- _Work task_:
A verbatim copy of every record is needed.

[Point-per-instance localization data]
##########
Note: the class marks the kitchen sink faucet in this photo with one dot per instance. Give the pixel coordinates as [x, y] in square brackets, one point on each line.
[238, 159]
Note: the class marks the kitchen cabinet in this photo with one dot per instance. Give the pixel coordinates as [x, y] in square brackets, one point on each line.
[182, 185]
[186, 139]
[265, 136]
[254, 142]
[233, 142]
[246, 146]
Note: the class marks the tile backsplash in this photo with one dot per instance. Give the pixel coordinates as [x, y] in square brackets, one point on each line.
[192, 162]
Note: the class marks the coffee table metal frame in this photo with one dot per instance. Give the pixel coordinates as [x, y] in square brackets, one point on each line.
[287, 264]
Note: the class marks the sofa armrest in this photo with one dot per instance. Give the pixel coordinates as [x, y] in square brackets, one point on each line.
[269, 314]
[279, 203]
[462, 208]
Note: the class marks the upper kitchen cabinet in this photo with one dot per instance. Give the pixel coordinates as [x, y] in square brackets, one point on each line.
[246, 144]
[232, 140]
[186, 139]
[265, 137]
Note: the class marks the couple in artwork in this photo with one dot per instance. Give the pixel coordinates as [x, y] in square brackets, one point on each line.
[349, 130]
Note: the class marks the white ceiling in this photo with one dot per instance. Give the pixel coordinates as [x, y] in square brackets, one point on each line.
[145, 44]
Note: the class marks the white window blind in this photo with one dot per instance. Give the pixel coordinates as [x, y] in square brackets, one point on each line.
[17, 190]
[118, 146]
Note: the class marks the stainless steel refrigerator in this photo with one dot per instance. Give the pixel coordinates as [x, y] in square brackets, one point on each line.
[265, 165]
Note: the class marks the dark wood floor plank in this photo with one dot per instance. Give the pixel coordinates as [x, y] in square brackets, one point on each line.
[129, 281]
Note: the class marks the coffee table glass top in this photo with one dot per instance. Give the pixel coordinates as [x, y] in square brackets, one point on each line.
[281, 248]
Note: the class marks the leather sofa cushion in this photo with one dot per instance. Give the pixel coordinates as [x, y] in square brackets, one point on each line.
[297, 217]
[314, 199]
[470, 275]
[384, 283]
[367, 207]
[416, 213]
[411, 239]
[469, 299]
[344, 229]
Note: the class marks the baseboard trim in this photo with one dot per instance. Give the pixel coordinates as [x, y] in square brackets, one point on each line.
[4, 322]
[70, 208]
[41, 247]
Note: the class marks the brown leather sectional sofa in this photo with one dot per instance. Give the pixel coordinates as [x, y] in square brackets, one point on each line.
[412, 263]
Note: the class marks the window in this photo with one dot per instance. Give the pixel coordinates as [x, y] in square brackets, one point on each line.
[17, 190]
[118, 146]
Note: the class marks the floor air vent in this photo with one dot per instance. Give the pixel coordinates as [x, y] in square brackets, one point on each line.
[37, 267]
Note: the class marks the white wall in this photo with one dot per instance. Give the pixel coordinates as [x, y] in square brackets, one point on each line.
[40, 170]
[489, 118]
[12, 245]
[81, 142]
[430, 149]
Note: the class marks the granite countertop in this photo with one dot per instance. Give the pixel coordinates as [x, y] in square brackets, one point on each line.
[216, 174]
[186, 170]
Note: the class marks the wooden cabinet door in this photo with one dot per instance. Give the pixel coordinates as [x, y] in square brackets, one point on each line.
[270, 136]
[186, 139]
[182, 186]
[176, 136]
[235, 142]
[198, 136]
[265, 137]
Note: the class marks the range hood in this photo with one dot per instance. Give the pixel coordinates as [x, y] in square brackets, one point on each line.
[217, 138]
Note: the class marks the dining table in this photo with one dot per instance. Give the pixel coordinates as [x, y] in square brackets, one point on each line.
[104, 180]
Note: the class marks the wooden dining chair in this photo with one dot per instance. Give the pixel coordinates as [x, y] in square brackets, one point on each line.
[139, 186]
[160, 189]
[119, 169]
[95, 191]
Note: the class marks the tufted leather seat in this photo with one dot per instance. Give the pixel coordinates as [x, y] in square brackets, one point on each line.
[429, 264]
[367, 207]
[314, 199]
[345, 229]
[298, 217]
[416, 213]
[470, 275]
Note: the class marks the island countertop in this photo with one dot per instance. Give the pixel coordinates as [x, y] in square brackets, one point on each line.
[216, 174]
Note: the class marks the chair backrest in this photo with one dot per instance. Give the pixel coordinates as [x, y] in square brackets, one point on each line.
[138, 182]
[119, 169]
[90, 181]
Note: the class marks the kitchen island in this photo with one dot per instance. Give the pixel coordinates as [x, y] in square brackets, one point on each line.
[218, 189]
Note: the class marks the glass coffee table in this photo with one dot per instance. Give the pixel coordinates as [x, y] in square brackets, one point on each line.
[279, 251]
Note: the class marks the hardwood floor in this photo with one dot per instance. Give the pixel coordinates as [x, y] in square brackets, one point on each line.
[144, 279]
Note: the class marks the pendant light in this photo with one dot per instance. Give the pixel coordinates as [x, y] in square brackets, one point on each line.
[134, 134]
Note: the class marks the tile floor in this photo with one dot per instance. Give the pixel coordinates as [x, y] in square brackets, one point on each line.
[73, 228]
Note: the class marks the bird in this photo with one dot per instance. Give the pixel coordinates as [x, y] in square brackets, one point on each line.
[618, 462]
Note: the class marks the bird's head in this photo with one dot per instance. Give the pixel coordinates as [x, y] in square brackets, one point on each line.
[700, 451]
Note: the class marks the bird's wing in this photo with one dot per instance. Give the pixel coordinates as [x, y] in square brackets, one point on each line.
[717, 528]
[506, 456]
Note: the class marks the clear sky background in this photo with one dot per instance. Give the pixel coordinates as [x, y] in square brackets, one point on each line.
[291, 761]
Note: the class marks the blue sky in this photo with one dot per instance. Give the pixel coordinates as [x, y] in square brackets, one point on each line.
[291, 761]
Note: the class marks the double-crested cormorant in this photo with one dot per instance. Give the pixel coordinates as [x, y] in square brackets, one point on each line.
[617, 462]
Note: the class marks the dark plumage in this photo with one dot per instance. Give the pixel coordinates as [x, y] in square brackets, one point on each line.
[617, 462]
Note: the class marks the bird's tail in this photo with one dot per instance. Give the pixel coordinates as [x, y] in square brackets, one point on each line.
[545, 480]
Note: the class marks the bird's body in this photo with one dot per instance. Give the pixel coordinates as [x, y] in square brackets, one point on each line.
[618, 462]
##########
- _Solution to this task_:
Note: the class marks the kitchen sink faucet in this photo with one dot per instance. Give the pixel coordinates as [x, y] in square brackets, one point on each line.
[238, 159]
Note: the class marks the kitchen cabinet in this photo with one dot per instance. Give the pixel coordinates as [x, y] in square brackets, one point on each line.
[182, 185]
[186, 139]
[265, 136]
[254, 142]
[233, 142]
[246, 146]
Note: the class marks the tile backsplash in this photo with one dot per instance. Give the pixel coordinates as [x, y] in square brackets, one point on each line.
[192, 162]
Note: the class marks the coffee table metal frame in this photo with one dot per instance. Give the pixel coordinates as [x, y] in square brackets, one point on each line.
[287, 264]
Note: the class marks the sofa armrest in this photo with one dot per instance. Give the pixel coordinates as [x, y] in square brackets, one point on each line.
[269, 314]
[279, 203]
[462, 208]
Note: the class marks the upper kitchen cabinet in this photo with one dot per instance. Give the pixel coordinates as [x, y] in square brackets, one point on each line.
[246, 144]
[232, 140]
[186, 139]
[265, 137]
Note: the class marks the couple in artwork in this photo with one dot per instance. Give the pixel coordinates as [x, y] in square brackets, one point on each line.
[349, 130]
Note: the class marks the white ceiling in this photo with one dot per instance. Give the pixel coordinates as [x, y] in square brackets, one point on each line.
[145, 44]
Note: the class marks the white window blind in this photo with one dot per instance. Give the pixel coordinates as [x, y] in square brackets, one point on each line.
[17, 190]
[118, 146]
Note: the class marks the stainless steel refrigerator in this photo with one dot per instance. Give the pixel coordinates as [x, y] in square brackets, one point on each line.
[265, 165]
Note: the class marks the dark wood floor plank in this photo with one dot per instance. Give the pixel coordinates as [x, y] in square brackets, one point on each line.
[129, 281]
Note: the class marks the coffee table glass top in this photo with one dot per instance. Give the pixel coordinates as [x, y] in square brackets, one point on each line.
[281, 248]
Note: the class marks the leather sofa cushion in this photo with one dot per instance. Give the pixel coordinates as [x, y] in square brackets, one point on each line.
[297, 217]
[314, 199]
[470, 275]
[384, 283]
[367, 207]
[416, 213]
[411, 239]
[469, 299]
[344, 229]
Note: the class marks the baseboard trim in this photo with one dot per instance. Give the pixel coordinates as [x, y] in square brackets, one point on each line.
[4, 322]
[70, 208]
[41, 247]
Note: the class marks the brown leather sectional sofa in this photo with one dot per instance. Give the pixel coordinates as [x, y] in square brackets, one point on each line.
[412, 263]
Note: the class marks the window in this photo with one dot per instance. Give the pixel coordinates as [x, y] in square brackets, one point on each line.
[17, 190]
[118, 146]
Note: the class marks the floor air vent in this photo with one dot per instance. Give the pixel coordinates as [x, y] in square brackets, one point on each line.
[37, 267]
Note: the class marks the white wall in this photo with one dot per instance. Give the pixel coordinates as [x, y] in square brackets, one point on each line.
[40, 170]
[489, 118]
[12, 245]
[81, 142]
[430, 149]
Note: the class marks the granite countertop in this photo with one dot per instance. Give the pixel coordinates as [x, y] in square brackets, one point on each line.
[216, 174]
[186, 170]
Note: the class marks the wooden cabinet door in this photo with one dot per instance. Give the pixel coordinates as [x, y] in square brackets, one point on each line.
[270, 136]
[186, 139]
[182, 186]
[176, 136]
[235, 142]
[198, 136]
[265, 137]
Note: the class marks the range hood in this photo with one dot per instance. Give the pixel coordinates as [x, y] in square brackets, one point on each line.
[217, 138]
Note: the class marks the dining table in this photo with one dot per instance. Give the pixel coordinates as [x, y] in square brackets, one point on each line.
[104, 180]
Note: the class marks the wooden dining chair in this photo with one dot per instance. Give the pixel coordinates as [x, y] in square brackets, one point on each line.
[139, 186]
[160, 189]
[119, 169]
[95, 191]
Note: the class marks the tufted leather seat in this photo with one dot per instance. Give the pixel coordinates as [x, y] in square brackets, one point on each line.
[429, 264]
[367, 207]
[314, 199]
[345, 229]
[298, 217]
[416, 213]
[470, 275]
Note: the class marks the island countertop in this photo with one dot per instance. Give the pixel coordinates as [x, y] in square brackets, one point on each line.
[216, 174]
Note: the class marks the chair backrest in this photo with one dot per instance. Give the pixel coordinates as [x, y] in square brackets, one point on each line.
[138, 182]
[119, 169]
[90, 181]
Note: the class marks the kitchen island in this photo with one dot per instance. Give the pixel coordinates as [x, y] in square brackets, one point on each line.
[218, 189]
Note: the class marks the glass coffee table in this photo with one dot per instance. Give the pixel coordinates as [x, y] in square brackets, one point on each line.
[279, 251]
Note: the class marks the hardwood floor in this photo with one dot per instance. Give the pixel coordinates as [x, y] in square brackets, one point on each line.
[144, 279]
Note: the class marks the pendant light in this photo with one dot per instance. Give the pixel coordinates as [x, y] in square brackets, one point on each line.
[134, 134]
Note: the class marks the tile floor in this photo with one dot per instance. Give the pixel coordinates as [x, y] in square brackets, one point on each line.
[73, 228]
Note: the class marks the bird in this photo with one dot per instance. Give the pixel coordinates as [x, y] in square brackets, one point on each line.
[618, 462]
Note: the class marks the bird's head in this photo with one dot per instance. Give the pixel coordinates as [x, y] in square brackets, one point on each line.
[700, 451]
Note: the class marks the bird's wing in this photo with one dot per instance. Give the pixel coordinates as [x, y] in square brackets, one point on each line.
[717, 528]
[506, 456]
Note: the class marks the clear sky background in this photo with one dot per instance. Give the pixel coordinates as [x, y] in square brackets, one point on each line.
[291, 761]
Note: the class marks the blue sky in this photo with one dot per instance. Give the pixel coordinates as [x, y] in square brackets, one point on each line.
[291, 761]
Note: the class marks the double-crested cormorant in this photo with one dot per instance. Give the pixel coordinates as [x, y] in square brackets, one point on each line.
[617, 462]
Note: the class marks the dark plumage in this photo with one dot per instance. Give the pixel coordinates as [x, y] in square brackets, one point on each line.
[617, 462]
Note: the class marks the bird's tail in this photo with one dot per instance. Give the pixel coordinates as [x, y] in square brackets, one point on each line.
[545, 480]
Note: the class marks the bird's body in this photo with one dot per instance. Give the pixel coordinates as [x, y] in square brackets, one point on each line.
[618, 462]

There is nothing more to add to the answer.